--- Material ---
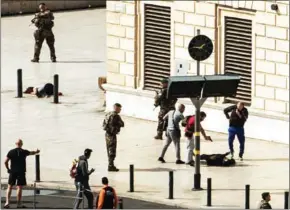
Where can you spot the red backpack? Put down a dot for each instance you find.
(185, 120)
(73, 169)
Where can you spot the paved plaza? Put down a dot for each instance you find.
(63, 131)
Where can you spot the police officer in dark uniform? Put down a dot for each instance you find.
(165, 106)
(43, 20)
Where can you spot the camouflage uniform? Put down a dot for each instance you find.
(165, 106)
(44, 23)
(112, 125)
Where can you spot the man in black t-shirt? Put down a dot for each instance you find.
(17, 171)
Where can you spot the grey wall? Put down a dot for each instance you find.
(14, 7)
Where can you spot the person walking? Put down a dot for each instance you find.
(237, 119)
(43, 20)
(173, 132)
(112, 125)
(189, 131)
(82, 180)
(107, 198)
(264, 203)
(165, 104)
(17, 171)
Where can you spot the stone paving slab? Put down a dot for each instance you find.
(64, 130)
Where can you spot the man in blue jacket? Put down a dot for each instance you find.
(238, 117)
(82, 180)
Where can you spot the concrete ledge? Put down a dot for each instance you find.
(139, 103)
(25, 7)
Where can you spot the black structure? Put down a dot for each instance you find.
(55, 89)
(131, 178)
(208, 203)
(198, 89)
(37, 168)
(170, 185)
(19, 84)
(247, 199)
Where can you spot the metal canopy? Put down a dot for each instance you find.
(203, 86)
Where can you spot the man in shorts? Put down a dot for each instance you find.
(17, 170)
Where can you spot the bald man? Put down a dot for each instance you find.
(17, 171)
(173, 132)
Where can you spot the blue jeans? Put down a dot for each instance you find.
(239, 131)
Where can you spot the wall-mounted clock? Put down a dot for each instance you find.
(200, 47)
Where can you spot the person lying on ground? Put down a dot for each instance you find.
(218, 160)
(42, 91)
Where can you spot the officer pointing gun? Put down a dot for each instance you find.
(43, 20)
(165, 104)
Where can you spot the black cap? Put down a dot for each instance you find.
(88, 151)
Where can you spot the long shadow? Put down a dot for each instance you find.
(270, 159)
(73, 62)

--- Objective ---
Copy out all of the material exactly as written, without its pictures.

--- In response ---
Where can you spot the red backpack? Put down a dot for each instance you find.
(185, 120)
(73, 169)
Where can you spot the paved plaza? Put down a dot for each instance you find.
(63, 131)
Where can you spot the police officer in dark uniform? Put down a dot for each instance you find.
(165, 106)
(43, 20)
Where can you spot the camouflage uniform? Put down a dot for each instance you find.
(165, 106)
(44, 23)
(112, 125)
Where can you spot the man in black t-shirt? Put down a dot for each instance you find.
(17, 171)
Where can you spot the grey wall? Put down a dot for each instance you find.
(14, 7)
Where can you spot the person walking? Put down a dot for each instance you find.
(237, 119)
(43, 20)
(173, 132)
(112, 125)
(189, 131)
(82, 180)
(107, 198)
(264, 203)
(165, 104)
(17, 171)
Where can you spot the stone paving slab? Put down a dot for each instance you find.
(64, 130)
Where can you spot the man in blue jacket? Put down a dot for each instance you find.
(238, 117)
(82, 180)
Where can you spot the concrete ledge? Put down a dot for each instance you find.
(139, 103)
(25, 7)
Where can you spot the black structure? Put down a dot for each instance you find.
(55, 89)
(131, 178)
(208, 203)
(198, 89)
(37, 168)
(170, 185)
(19, 84)
(247, 199)
Where can you spot the metal canopy? Put down a dot for each instance you find.
(203, 86)
Where can you spot the man in shorts? Put down a dot for each instance you find.
(17, 170)
Where can you spot the bald man? Put down a dot for each instance you find.
(17, 171)
(173, 132)
Where can you spot the blue jeans? Put down a dot for each instance you find.
(239, 131)
Where can you spot the wall-mounted clock? Put down a dot for each instance you find.
(200, 47)
Where can you spot the person lying on ground? Put down a dot for each instance you find.
(218, 160)
(42, 91)
Where can you spot the officer pointing gun? Put down a dot for each instance you find.
(43, 20)
(165, 104)
Where can you spot the black cap? Put down a dot for each instance you find.
(88, 151)
Where can you spot the long shadow? Put down a dot for each instance you find.
(270, 159)
(73, 62)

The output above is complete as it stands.